Required work>
a) Summarize the article on entropy in basketball in two sentences.
b) Please quote the stretch of the article on entropy in basketball from "http://www.espn.com/video/clip?id=23719638" through "their best players.".
c) Write a continuation of the article on entropy in basketball, picking up right after its final sentence.

Excerpt>
● ● ● ● ●
##### Authors: Travis Chen and Rifath Rashid

**Introduction**

We begin with a quote from Kevin Durant of the Golden State Warriors, 2-time NBA Champion and Finals MVP:

“The beauty of the game is the movement and the way you play off of each other and I think we do such a good job of not being too predictable out there… we might hit Draymond for a dunk or get Andre in there for a slip or Steph and Play hitting 3’s or I’m coming off shooting the mid-range so we’re just trying to be unpredictable and use everybody on our team and I think that’s to our advantage when we move the ball that’s beautiful basketball. That’s why we play the game. we know we always got that in our back pocket along with good talent so we wanna try to have a good balance between both, of giving it to our best players but also playing with our team concepts … “

http://www.espn.com/video/clip?id=23719638

Durant’s commentary yields a few immediate insights:

- A notion of entropy is useful for basketball teams to keep opponents off balance both from a scheme and on-court movement perspective; it is much harder to defend an opposing team that has the possibility of running multiple plays on any given possession than one that runs the same action every play
- This notion of entropy must be balanced with game theoretic notions of strict dominance — that is, an entropic action may be suboptimal when it takes a team’s best play-calls involving their best players.

**Literature Review**

We begin with a review of one of the seminal works analyzing entropy in an NBA context, D’Amour et al., and how in particular he fails to address the second point. D’Amour begins by condensing the exponential state space of basketball plays down to a simplified Markov model, where each state is defined by the following key attributes:

- The current ball carrier
- Location in one 7 different court regions
- A boolean representing whether or not a defender is within 5 feet of him

Each transition *s → s’ *has an associated transition probability, and every state can transition to a special end state if a shot-attempt or turn-over occurs within a one-second window. Furthermore, D’Amour introduces two key concepts: immediate opportunity and open look probability. Here, immediate opportunity is simply the expected points earned from attempting a shot in a particular state while open look probability represents the probability that the current state will eventually transition into a state with some player having an undefended shot attempt.
● ● ● ● ●
Items>
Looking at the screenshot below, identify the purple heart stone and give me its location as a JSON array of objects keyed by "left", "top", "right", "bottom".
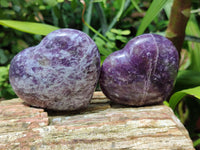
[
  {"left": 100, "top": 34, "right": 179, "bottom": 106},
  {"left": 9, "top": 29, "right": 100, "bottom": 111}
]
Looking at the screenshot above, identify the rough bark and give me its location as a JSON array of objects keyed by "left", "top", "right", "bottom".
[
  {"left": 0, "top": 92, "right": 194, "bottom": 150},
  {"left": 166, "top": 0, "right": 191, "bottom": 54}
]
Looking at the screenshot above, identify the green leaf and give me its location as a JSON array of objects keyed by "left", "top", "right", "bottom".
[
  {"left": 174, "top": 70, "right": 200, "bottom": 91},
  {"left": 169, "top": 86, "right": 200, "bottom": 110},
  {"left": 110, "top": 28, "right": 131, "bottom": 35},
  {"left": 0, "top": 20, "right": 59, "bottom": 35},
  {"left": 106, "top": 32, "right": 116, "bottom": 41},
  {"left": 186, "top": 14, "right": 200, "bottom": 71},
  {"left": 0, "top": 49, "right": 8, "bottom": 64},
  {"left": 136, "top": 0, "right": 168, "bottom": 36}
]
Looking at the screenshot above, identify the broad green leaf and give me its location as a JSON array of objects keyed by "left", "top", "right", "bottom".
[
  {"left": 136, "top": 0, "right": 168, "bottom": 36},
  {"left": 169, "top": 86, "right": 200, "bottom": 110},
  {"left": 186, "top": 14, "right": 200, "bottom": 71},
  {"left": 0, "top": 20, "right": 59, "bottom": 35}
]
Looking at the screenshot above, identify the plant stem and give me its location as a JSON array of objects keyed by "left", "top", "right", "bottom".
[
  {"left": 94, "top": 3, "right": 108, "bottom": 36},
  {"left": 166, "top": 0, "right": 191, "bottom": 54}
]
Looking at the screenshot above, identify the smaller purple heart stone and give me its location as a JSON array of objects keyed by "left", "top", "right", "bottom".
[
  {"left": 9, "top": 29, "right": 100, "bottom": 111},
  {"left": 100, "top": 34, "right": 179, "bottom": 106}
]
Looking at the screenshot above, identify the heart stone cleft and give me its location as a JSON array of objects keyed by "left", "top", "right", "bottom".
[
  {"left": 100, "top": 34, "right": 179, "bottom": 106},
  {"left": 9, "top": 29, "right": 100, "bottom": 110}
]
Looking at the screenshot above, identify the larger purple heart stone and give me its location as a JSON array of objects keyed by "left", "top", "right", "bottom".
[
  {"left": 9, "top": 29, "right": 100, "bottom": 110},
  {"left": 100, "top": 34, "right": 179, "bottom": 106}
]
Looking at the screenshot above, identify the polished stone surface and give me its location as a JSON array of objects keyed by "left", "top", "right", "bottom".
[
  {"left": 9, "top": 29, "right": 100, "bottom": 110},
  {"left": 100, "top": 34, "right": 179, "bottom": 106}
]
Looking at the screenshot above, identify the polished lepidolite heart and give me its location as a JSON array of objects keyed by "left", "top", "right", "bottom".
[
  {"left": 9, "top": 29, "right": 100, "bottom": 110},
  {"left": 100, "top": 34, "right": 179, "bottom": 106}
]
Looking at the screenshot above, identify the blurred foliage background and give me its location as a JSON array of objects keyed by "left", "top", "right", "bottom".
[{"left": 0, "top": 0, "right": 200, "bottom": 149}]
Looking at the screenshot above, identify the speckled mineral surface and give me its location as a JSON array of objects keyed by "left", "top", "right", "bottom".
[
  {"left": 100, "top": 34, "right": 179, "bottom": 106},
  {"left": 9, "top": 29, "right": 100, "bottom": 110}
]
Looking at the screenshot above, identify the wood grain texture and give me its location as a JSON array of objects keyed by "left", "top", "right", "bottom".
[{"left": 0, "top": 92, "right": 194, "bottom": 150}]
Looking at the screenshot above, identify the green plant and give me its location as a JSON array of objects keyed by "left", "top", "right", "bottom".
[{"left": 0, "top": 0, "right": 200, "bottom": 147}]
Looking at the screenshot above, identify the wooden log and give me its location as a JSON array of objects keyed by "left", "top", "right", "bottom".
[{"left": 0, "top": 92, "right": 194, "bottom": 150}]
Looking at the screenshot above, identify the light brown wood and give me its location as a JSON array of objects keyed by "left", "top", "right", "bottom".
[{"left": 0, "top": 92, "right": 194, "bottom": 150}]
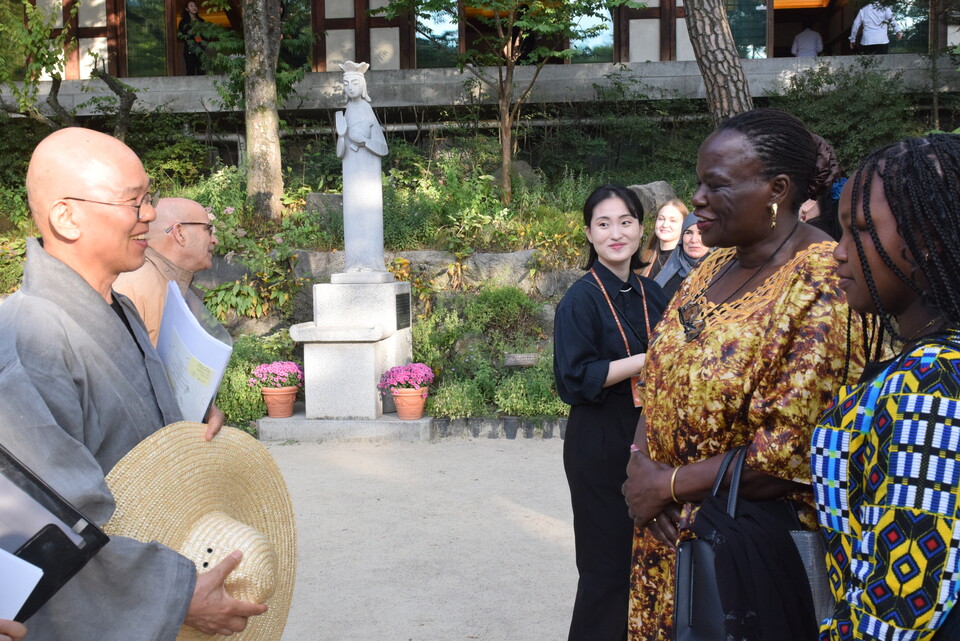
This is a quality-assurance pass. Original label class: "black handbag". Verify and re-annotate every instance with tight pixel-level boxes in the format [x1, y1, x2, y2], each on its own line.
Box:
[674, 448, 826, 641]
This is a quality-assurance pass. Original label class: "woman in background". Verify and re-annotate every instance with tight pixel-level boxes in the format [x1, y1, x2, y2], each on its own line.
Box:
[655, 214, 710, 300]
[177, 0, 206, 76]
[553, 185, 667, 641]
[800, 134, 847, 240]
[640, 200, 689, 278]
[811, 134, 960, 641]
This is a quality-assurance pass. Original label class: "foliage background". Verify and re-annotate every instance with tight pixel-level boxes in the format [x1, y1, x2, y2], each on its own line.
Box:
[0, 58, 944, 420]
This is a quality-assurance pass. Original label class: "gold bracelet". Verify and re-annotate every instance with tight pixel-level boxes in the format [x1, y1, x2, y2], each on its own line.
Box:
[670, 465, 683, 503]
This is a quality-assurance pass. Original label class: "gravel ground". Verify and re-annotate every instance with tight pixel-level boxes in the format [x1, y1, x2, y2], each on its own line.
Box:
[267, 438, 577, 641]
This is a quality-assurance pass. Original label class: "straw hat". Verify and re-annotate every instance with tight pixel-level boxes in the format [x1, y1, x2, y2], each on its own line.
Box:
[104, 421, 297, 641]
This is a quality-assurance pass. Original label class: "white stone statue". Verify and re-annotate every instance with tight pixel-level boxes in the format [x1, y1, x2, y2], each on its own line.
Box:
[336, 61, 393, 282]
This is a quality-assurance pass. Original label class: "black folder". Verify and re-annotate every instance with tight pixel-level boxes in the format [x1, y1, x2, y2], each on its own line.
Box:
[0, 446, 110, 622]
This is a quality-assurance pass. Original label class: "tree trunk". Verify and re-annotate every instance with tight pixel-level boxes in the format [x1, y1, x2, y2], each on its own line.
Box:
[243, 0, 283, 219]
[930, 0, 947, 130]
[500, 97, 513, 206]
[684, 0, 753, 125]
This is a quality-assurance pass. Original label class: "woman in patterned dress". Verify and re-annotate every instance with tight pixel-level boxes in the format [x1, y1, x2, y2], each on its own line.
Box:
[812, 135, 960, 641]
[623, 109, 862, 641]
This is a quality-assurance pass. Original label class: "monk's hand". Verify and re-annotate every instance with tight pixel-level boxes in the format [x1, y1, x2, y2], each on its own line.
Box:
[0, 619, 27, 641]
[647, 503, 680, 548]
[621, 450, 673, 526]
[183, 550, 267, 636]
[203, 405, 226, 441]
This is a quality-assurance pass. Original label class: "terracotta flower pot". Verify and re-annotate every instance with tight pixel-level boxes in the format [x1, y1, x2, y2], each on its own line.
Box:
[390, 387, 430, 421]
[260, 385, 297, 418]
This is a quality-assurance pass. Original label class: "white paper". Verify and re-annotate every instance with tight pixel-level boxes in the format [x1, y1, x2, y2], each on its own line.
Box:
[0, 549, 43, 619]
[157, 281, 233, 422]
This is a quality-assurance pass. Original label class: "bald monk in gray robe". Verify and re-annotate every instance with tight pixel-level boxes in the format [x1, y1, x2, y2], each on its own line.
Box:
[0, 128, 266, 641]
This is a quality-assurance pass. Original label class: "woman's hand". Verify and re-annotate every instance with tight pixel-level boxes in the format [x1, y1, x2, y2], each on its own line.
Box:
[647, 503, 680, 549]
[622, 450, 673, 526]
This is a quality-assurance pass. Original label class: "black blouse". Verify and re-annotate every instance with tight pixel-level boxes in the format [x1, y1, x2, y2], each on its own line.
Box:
● ● ● ● ●
Task-by-task results>
a) Drawing on a Kevin Durant quote, the article argues that unpredictability, or entropy, helps basketball teams keep opponents off balance, but that it must be weighed against strict dominance, since an unpredictable action can be worse than a team's best play calls for its best players. It then reviews D'Amour et al., which it says fails to address that second point, and which reduces basketball to a Markov model whose states track the ball carrier, one of 7 court regions, and whether a defender is within 5 feet, adding the concepts of immediate opportunity and open look probability.

b)
http://www.espn.com/video/clip?id=23719638

Durant’s commentary yields a few immediate insights:

- A notion of entropy is useful for basketball teams to keep opponents off balance both from a scheme and on-court movement perspective; it is much harder to defend an opposing team that has the possibility of running multiple plays on any given possession than one that runs the same action every play
- This notion of entropy must be balanced with game theoretic notions of strict dominance — that is, an entropic action may be suboptimal when it takes a team’s best play-calls involving their best players.

c)
While D’Amour acknowledges the simplifying assumptions of this model, these assumptions should already raise flags to a reader. Namely, such a model will inevitably possess skewed transition probabilities given that not all state transitions are possible. An undefended power forward near the rim is unlikely to transition to any state but the end state. On the other hand, a point guard at the center of the arch might uniformly transition to any other state. Very quickly, we realize that entropic properties of a state do not necessarily define its strategic utility. There must be more complexities at play. As D’Amour’s findings show, even the team with the highest entropy in play calling, the Philadelphia 76’ers had the 2nd to worse league record in the year the study was conducted. The most successful teams, Miami and San Antonio, exhibited a blend of high entropy and high immediate opportunity, hinting at the reality that a successful strategy should balance both. That is to say, the correlation of entropy with winning is more asserted than empirically verified.

Moreover, D’Amour analysis operates under Markov Assumption, that “the future evolution of the possession only depends on its current state.” The most intuitive issue with this assumption is that play-calling requires a notion of memory between states: the beginning of a possession, n > 1 states ago, will strongly inform what will transpire n > 1 states later even if the intermediate steps have less mutual information. More formally, we can think of this in terms of the data processing inequality. Consider a Markov Chain X → Y → Z where **X **is “Steph Curry is dribbling the ball on the left wing with a defender on him.” This could lead to 4 different outcomes **Y,** each with equal probability: say Klay Thompson receives ball at the top of the key with a defender on him, Draymond Green receives the ball at the top of the key wide open, Kevin Durant receives the ball on the right wing with a defender on him, and Steph Curry moves to the right wing. However, we know that based on the starting state of the play, that Steph Curry dribbled the ball up to the left wing, he will with certainty** Z** end up with the ball on the right corner. This would be a clear counter-example to the data processing inequality, given that based on how Amour has defined the state space, I(X; Z) > I(X; Y) despite the assumption that X → Y → Z is a Markov Chain.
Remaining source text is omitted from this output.